[TEXT start]

It’s all there…the systemic greed and corruption of the ruling plutocracy, the raging hypocrisy, the grandstanding, glad-handing and the backstabbing (in this case, both figurative and literal). Seriously, over the last 2000 years, not much has changed in the political arena.

So…is your media player of choice fired up, and ready to go? Excellent!  Here are 10 politically themed films I officially endorse for the 2024 race.

Being There – Filmmaker Hal Ashby was an essential contributor to the new American cinema movement of the 1970s. He spanned the decade with an astonishing seven film streak: The Landlord (1970), Harold and Maude (1971), The Last Detail (1973), Shampoo (1975), Bound for Glory (1976), Coming Home (1978), and this 1979 masterpiece.

Like Sidney Lumet’s Network, Ashby’s Being There becomes more vital in the fullness of time.  Adapted from Jerzy Kosinki’s novel by frequent  Ashby collaborator Robert C. Jones, it is a wry political fable about a simpleton (Peter Sellers, in one of his greatest performances) who stumbles his way into becoming a Washington D.C. power player within an alarmingly short period of time (it suffices to say that stranger things have happened in recent memory).

[TEXT end]
[ENTRIES SUPPLIED start]

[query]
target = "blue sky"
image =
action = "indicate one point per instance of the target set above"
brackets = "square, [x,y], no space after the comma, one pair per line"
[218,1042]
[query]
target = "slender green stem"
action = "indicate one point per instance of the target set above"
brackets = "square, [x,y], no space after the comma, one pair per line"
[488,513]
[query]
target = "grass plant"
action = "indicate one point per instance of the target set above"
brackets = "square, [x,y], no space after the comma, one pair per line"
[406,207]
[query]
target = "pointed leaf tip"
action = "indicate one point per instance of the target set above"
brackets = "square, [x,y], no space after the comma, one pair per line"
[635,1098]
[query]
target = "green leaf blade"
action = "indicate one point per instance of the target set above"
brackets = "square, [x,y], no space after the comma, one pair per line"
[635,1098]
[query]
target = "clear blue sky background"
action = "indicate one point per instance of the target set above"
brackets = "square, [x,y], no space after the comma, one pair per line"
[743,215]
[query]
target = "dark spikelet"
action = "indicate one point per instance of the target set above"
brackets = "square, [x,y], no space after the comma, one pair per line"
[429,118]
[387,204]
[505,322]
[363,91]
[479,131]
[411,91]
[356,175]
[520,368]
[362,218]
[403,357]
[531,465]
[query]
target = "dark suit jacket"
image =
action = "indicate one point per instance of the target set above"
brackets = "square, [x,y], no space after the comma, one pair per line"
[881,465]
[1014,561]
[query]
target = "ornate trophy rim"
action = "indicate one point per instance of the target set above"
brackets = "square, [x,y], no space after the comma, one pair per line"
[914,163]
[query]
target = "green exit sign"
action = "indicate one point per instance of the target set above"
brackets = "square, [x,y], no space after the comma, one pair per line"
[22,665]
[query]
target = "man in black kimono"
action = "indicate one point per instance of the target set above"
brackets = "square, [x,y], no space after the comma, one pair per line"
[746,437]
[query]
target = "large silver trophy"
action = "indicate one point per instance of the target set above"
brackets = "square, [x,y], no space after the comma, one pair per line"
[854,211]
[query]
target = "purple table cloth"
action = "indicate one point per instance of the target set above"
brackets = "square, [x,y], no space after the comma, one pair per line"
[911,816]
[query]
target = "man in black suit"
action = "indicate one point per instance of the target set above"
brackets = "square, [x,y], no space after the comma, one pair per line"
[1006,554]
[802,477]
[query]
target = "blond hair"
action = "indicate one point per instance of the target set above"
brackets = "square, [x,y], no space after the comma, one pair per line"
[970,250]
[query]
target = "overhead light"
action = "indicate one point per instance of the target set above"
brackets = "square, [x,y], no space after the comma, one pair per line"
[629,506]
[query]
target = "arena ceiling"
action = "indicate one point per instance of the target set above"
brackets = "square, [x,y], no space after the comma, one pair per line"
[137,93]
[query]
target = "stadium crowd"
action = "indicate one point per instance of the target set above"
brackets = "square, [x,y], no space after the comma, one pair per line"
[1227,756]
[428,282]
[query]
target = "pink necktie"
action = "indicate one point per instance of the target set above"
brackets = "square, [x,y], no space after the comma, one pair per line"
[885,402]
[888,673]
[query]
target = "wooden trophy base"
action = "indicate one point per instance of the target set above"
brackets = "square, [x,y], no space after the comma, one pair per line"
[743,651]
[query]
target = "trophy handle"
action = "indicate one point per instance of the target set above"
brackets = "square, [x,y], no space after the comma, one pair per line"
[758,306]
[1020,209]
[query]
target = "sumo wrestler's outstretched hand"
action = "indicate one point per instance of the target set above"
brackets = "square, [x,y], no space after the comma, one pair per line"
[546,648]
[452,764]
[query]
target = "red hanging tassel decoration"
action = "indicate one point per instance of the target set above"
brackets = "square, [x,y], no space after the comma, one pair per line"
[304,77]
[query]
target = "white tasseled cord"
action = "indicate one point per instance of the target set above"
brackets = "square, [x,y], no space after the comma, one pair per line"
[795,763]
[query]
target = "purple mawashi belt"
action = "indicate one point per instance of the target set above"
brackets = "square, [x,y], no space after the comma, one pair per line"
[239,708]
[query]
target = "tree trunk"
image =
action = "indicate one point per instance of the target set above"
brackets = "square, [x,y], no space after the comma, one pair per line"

[ENTRIES SUPPLIED end]

• TASK DETAILS
Reproduce the text about political films above in full, word for word.

• EXERCISE OUTPUT
It’s all there…the systemic greed and corruption of the ruling plutocracy, the raging hypocrisy, the grandstanding, glad-handing and the backstabbing (in this case, both figurative and literal). Seriously, over the last 2000 years, not much has changed in the political arena.

So…is your media player of choice fired up, and ready to go? Excellent!  Here are 10 politically themed films I officially endorse for the 2024 race.

Being There – Filmmaker Hal Ashby was an essential contributor to the new American cinema movement of the 1970s. He spanned the decade with an astonishing seven film streak: The Landlord (1970), Harold and Maude (1971), The Last Detail (1973), Shampoo (1975), Bound for Glory (1976), Coming Home (1978), and this 1979 masterpiece.

Like Sidney Lumet’s Network, Ashby’s Being There becomes more vital in the fullness of time.  Adapted from Jerzy Kosinki’s novel by frequent  Ashby collaborator Robert C. Jones, it is a wry political fable about a simpleton (Peter Sellers, in one of his greatest performances) who stumbles his way into becoming a Washington D.C. power player within an alarmingly short period of time (it suffices to say that stranger things have happened in recent memory).